_Problem_.
The records that follow need to be output exactly as they are.

_Dataset records_.
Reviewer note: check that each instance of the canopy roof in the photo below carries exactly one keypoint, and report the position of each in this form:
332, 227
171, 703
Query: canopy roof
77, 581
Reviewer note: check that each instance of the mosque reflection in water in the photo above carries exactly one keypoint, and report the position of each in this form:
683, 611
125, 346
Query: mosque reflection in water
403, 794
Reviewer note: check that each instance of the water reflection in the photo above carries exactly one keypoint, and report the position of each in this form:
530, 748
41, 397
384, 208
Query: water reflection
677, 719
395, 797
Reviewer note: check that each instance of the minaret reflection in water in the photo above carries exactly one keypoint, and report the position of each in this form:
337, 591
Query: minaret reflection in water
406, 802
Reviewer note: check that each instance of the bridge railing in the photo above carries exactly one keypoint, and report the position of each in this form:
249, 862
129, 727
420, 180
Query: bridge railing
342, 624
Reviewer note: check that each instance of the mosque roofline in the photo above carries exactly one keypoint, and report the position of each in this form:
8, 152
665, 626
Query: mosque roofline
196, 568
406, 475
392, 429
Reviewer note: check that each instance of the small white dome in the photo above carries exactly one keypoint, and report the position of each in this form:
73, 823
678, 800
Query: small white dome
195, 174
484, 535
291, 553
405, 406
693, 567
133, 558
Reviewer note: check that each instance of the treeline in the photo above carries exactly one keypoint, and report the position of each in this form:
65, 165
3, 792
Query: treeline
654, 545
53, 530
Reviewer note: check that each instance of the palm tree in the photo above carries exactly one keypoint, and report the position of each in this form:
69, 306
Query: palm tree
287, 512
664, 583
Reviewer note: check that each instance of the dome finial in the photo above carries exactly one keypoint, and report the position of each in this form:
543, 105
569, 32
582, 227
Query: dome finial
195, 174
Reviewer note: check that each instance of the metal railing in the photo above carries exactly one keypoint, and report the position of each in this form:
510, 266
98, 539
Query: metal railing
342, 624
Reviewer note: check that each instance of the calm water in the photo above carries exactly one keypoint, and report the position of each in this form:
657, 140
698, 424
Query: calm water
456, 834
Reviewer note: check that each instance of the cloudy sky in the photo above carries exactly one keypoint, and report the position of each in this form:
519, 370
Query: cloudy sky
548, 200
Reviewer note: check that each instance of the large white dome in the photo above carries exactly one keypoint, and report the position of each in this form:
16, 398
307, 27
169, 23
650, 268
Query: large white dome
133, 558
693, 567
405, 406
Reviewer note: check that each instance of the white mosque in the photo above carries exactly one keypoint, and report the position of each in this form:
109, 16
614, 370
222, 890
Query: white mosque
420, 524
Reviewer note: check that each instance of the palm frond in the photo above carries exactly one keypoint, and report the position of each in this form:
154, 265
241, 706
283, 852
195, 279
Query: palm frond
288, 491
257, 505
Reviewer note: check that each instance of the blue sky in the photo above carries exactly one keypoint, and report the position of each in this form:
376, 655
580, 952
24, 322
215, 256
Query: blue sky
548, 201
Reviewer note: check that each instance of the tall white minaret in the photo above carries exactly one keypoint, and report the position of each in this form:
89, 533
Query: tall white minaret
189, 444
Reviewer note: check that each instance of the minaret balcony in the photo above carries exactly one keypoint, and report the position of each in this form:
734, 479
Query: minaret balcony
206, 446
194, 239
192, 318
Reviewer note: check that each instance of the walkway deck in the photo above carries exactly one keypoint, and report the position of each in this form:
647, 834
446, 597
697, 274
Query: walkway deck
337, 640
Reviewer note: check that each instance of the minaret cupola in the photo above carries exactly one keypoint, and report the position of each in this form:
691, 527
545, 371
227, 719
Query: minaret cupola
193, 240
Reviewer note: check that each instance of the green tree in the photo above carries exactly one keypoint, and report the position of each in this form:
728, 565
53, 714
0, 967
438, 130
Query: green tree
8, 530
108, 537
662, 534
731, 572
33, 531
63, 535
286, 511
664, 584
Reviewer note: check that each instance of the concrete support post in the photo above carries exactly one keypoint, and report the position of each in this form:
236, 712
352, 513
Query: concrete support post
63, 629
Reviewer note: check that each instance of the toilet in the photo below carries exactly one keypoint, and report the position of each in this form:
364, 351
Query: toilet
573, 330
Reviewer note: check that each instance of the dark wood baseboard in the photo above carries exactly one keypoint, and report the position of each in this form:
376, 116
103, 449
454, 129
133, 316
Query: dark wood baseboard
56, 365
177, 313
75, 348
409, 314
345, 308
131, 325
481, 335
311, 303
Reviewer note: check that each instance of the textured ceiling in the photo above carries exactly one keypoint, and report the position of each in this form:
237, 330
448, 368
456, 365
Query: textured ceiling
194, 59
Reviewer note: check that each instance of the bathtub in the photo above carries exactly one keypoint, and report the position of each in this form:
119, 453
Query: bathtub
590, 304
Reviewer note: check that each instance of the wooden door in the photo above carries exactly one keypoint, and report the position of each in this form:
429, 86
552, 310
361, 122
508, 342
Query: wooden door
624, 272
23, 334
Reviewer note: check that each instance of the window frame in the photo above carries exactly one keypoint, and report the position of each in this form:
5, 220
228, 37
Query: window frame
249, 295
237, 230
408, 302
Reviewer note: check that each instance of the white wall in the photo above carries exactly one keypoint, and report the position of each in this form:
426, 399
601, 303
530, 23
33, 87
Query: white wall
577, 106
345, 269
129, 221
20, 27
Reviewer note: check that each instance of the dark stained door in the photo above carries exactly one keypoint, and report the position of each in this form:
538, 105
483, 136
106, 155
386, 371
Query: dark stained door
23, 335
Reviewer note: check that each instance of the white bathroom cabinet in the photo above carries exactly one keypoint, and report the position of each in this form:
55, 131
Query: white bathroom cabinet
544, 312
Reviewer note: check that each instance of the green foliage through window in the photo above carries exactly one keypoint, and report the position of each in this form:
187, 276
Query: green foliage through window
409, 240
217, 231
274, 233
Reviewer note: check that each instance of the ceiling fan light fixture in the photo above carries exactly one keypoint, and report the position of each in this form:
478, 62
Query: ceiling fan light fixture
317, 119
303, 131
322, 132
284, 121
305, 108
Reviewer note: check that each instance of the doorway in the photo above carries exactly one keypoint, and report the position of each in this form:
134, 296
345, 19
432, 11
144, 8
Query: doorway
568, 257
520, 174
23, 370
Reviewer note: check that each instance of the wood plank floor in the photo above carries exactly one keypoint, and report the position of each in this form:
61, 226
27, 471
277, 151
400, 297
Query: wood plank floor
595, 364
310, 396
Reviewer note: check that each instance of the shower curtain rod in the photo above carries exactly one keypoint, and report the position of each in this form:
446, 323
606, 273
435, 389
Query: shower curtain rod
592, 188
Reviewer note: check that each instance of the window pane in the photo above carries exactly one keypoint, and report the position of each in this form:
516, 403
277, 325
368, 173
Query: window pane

_Reply to the exercise_.
Reviewer note: check that each instance of the canopy roof in the photo below carries exactly one keypoint, and report the position of each in this form:
332, 227
171, 703
Query: canopy roof
77, 581
Reviewer note: check that each instance of the mosque reflection in water in the photo above carries exactly one keypoint, and report the position of each in this form:
683, 611
125, 346
Query: mosque reflection in water
403, 794
Reviewer note: check that each instance of the water reflection in the photo above carries exactly one keypoint, and report the position of each in this form:
530, 748
41, 397
384, 208
Query: water reflection
677, 719
395, 797
Reviewer note: check that each instance of the minaret reflection in water in the photo above carries exactly one keypoint, and report the position of each in this form:
337, 591
Query: minaret reflection in water
406, 802
Reviewer note: check that each instance of the bridge railing in the photo above carries exactly one keypoint, and report the position of each in this form:
249, 862
129, 727
420, 180
Query: bridge railing
342, 624
Reviewer note: check that each instance of the mosque roofline in the photo above carries exactly one keypoint, and report the position of each in this form:
8, 152
665, 626
Query: mosque roofline
196, 568
406, 475
392, 429
Reviewer note: check that each instance of the small white dome in the photo above carries exactly one keypoint, and report the position of each in this form:
73, 823
678, 800
Query: small white dome
195, 174
484, 535
291, 553
405, 406
693, 567
133, 558
Reviewer note: check that each instance of the treeline in the photo above carries exactly one keypoint, and report the position of each in this form:
65, 165
3, 792
Query: treeline
654, 545
53, 530
Reviewer note: check that each instance of the palm tree in the photo above carries exactly one keypoint, and report the position of each in this form:
69, 306
Query: palm tree
287, 512
664, 583
Reviewer note: check that each instance of the dome finial in the photo above carries exactly one keypoint, and report the position of each in this form:
543, 105
569, 32
582, 227
Query: dome finial
195, 174
Reviewer note: check that each instance of the metal railing in the photo above carries exactly one keypoint, and report the position of each in this form:
510, 266
98, 539
Query: metal railing
342, 624
Reviewer note: check that each instance of the calm water in the photo above carries exactly one keypoint, and report the position of each in this form:
657, 140
698, 424
Query: calm water
456, 834
Reviewer note: check that each instance of the cloudy sky in the photo above carries exactly one keypoint, and report the position of each in this form:
519, 370
Query: cloudy sky
548, 200
Reviewer note: check that each instance of the large white dome in the photo above carries exactly one keypoint, and report the position of each in this form:
16, 398
307, 27
169, 23
650, 268
Query: large white dome
133, 558
693, 567
405, 406
Reviewer note: check that each instance of the white mosque in the photo above carries exactly one keypoint, and report the position of each in this form:
109, 16
614, 370
222, 890
Query: white mosque
420, 524
Reviewer note: check that each instance of the palm frond in the photo above carries exactly one keypoint, and report the position of each in this form:
154, 265
241, 706
283, 852
195, 279
Query: palm frond
288, 491
257, 505
Reviewer note: check that each instance of the blue sky in the photo above carries exactly one keypoint, and report the position of each in this form:
376, 655
580, 952
24, 322
215, 256
Query: blue sky
548, 201
Reviewer note: check that each instance of the tall white minaret in the photo above carries exactly one keypoint, and report the position of each in this form:
89, 533
Query: tall white minaret
189, 444
Reviewer note: check that each instance of the minaret balcony in the photo above carries exactly one keypoint, and report the position of each in this form:
734, 479
Query: minaret balcony
206, 446
194, 239
192, 318
Reviewer note: check that each instance of the walkway deck in the photo above carries exactly one keypoint, and report the position of each in this form:
647, 834
446, 597
697, 274
Query: walkway deck
337, 640
Reviewer note: check that each instance of the minaret cupola in the photo above carries exactly one keypoint, and report the position of each in this form:
691, 527
545, 371
227, 719
Query: minaret cupola
193, 240
Reviewer note: check that each instance of the green tree in the photo above carries exactly one keypoint, and report the position of each in this form:
728, 565
53, 714
0, 967
438, 130
Query: green tree
8, 530
108, 537
662, 534
731, 572
33, 531
63, 535
286, 511
664, 584
Reviewer note: check that each instance of the concrete support post in the photo above carries exactly one keypoint, and report the position of each in this form:
236, 712
352, 513
Query: concrete support post
63, 629
Reviewer note: check that each instance of the toilet in the photo below carries exactly one keypoint, and report the position of each in this form:
364, 351
Query: toilet
573, 330
Reviewer note: check that each instance of the dark wood baseboard in the photo above carries exactly one keypoint, and report the position of each in this form:
376, 116
103, 449
454, 129
133, 316
Query: dark wood baseboard
56, 365
177, 313
75, 348
409, 314
345, 308
131, 325
481, 335
311, 303
Reviewer note: check that each instance of the textured ceiling in the photo above carries exactly one keypoint, and report the position of each in this form:
237, 330
448, 368
456, 365
Query: textured ceiling
194, 59
Reviewer note: check that each instance of the bathtub in the photo above carries exactly one keypoint, and report the position of each in this form:
119, 453
Query: bathtub
590, 304
Reviewer note: check that each instance of the wooden door in the photo above carries exactly one keypoint, and report the position of each in this form:
429, 86
552, 310
361, 122
508, 342
Query: wooden door
624, 272
23, 334
Reviewer note: check that each instance of the window frame in the photo above carries exactly one keypoint, and report the position of each in this form:
5, 220
228, 37
Query: window frame
249, 295
237, 230
408, 302
Reviewer note: check that each instance of the white wall in the photo above carries exactly one keypoint, and report the position of each in this form:
426, 399
601, 303
530, 23
33, 87
Query: white wall
577, 106
345, 269
129, 221
20, 27
Reviewer note: check that each instance of the dark stained door in the photo above carries exactly one keypoint, and report the position of each in this form:
538, 105
483, 136
106, 155
386, 371
Query: dark stained door
23, 335
Reviewer note: check that each instance of the white bathroom cabinet in the photo above carries exactly one keypoint, and report the position of each in this form:
55, 131
Query: white bathroom cabinet
544, 312
Reviewer note: check that each instance of the green foliage through window in the photo above carries exactly one keypoint, and report the position of each in this form:
187, 276
Query: green foliage through window
409, 240
217, 231
274, 233
Reviewer note: check that each instance of the ceiling fan light fixture in the photo above carries exactly one keypoint, and report the position of each in this form:
478, 62
Query: ceiling fan light fixture
317, 119
303, 131
322, 132
284, 121
305, 108
Reviewer note: check that each instance of the doorway in the photo above carries exactly one keypoint, and report the position of each in this form:
134, 296
345, 19
432, 11
144, 8
Query: doorway
568, 257
520, 174
23, 370
Reviewer note: check that each instance of the wood plank floor in the photo above carries exactly one keypoint, and report the position of each in this form:
61, 226
27, 471
277, 151
400, 297
Query: wood plank floor
595, 364
310, 396
Reviewer note: check that each instance of the shower curtain rod in the photo above carries exactly one keypoint, and report the position of each in this form:
446, 323
606, 273
435, 389
Query: shower curtain rod
592, 188
Reviewer note: check that each instance of the window pane in the photo above carries exactly one keypoint, and report the position of each in this form:
516, 403
277, 325
368, 173
Query: window pane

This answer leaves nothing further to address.